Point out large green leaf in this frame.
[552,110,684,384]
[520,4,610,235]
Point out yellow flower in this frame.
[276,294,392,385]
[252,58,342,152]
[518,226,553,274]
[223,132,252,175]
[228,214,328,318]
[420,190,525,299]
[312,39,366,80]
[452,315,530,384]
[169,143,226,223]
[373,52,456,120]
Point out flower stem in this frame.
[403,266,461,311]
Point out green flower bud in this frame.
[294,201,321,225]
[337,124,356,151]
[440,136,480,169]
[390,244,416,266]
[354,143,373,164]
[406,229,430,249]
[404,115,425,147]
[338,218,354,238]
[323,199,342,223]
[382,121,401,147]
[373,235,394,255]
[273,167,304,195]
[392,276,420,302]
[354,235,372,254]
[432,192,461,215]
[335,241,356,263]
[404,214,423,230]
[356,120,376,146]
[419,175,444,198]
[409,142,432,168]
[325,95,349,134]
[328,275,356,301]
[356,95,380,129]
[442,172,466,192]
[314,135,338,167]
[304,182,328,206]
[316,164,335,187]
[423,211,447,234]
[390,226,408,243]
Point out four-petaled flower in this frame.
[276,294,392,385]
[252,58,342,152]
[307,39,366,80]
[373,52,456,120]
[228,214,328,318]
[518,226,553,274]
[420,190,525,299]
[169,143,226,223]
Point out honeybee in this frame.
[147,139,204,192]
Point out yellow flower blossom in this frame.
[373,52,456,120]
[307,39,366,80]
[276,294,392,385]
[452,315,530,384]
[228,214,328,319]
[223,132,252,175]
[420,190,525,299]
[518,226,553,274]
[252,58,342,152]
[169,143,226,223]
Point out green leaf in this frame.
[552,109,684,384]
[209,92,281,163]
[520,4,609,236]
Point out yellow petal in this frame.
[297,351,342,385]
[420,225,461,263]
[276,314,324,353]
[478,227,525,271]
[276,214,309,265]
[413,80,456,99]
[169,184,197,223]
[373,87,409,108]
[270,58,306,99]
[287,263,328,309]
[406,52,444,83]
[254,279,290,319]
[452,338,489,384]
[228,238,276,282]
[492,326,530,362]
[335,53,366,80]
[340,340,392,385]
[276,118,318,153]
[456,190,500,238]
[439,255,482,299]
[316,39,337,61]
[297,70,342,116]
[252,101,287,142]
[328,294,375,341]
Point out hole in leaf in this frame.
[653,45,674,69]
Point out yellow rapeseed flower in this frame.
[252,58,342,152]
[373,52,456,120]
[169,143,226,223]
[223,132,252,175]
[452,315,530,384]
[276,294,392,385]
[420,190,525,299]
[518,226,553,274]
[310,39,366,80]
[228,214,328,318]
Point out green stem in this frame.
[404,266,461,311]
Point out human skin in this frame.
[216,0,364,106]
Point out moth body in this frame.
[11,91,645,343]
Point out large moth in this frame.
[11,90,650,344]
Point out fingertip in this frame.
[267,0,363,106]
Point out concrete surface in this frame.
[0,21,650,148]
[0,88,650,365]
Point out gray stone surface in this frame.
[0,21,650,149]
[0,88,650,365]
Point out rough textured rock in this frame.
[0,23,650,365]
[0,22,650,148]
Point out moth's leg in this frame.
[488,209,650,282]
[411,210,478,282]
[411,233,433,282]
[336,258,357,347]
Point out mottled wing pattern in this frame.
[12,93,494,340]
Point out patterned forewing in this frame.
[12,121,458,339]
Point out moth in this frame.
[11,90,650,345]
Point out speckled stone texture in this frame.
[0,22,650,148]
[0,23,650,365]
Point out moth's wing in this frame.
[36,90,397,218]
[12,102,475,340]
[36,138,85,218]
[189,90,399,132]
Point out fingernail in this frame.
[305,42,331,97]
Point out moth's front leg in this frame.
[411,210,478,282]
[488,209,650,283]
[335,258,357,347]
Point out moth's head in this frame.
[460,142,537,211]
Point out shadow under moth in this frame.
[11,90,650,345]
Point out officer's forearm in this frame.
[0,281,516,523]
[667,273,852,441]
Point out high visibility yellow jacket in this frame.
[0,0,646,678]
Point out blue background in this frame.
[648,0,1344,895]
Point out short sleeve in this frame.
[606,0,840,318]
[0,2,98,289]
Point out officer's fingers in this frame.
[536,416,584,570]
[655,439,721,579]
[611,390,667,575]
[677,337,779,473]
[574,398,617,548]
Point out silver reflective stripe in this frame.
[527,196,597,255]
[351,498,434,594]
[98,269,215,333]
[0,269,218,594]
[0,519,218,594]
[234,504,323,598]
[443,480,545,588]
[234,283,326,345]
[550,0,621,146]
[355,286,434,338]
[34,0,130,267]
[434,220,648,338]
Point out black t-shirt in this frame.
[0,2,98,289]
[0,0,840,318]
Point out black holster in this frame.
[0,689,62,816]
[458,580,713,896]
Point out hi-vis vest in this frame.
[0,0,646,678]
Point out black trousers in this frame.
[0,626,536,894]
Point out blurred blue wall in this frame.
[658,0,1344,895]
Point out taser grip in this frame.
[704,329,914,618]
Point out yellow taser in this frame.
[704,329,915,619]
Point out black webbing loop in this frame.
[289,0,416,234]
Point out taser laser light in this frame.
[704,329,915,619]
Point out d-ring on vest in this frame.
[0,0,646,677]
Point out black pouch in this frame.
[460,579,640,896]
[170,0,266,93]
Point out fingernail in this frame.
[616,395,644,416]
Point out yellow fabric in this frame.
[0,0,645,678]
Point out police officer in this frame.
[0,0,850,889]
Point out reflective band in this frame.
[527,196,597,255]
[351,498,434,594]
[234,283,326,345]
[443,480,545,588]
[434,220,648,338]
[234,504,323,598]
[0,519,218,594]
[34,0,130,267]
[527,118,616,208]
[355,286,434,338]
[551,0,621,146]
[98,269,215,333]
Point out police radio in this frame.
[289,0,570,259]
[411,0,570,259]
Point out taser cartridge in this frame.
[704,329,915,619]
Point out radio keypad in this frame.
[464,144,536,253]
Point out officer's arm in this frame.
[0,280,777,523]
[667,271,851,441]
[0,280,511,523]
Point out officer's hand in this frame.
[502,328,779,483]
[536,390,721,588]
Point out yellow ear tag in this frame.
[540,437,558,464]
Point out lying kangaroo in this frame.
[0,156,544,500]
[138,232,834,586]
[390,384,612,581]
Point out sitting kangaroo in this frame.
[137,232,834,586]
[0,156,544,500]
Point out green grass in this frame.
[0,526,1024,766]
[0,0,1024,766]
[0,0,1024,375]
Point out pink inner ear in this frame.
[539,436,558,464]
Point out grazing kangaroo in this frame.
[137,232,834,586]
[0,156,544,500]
┄┄┄┄┄┄┄┄┄┄┄┄┄┄┄┄┄┄┄┄
Task statement: Starting with the row that contains "Point out green grass in this frame." and going on through the last row, can you write every line out again, shifting each bounding-box coordinate up by 82 and leaving all other lines as they are?

Answer in full:
Point out green grass in this frame.
[82,608,1106,848]
[82,82,1106,848]
[82,82,1106,457]
Point out pink inner ear in this frame.
[621,518,640,546]
Point out grazing kangaroo in this frame.
[219,314,916,668]
[82,238,626,582]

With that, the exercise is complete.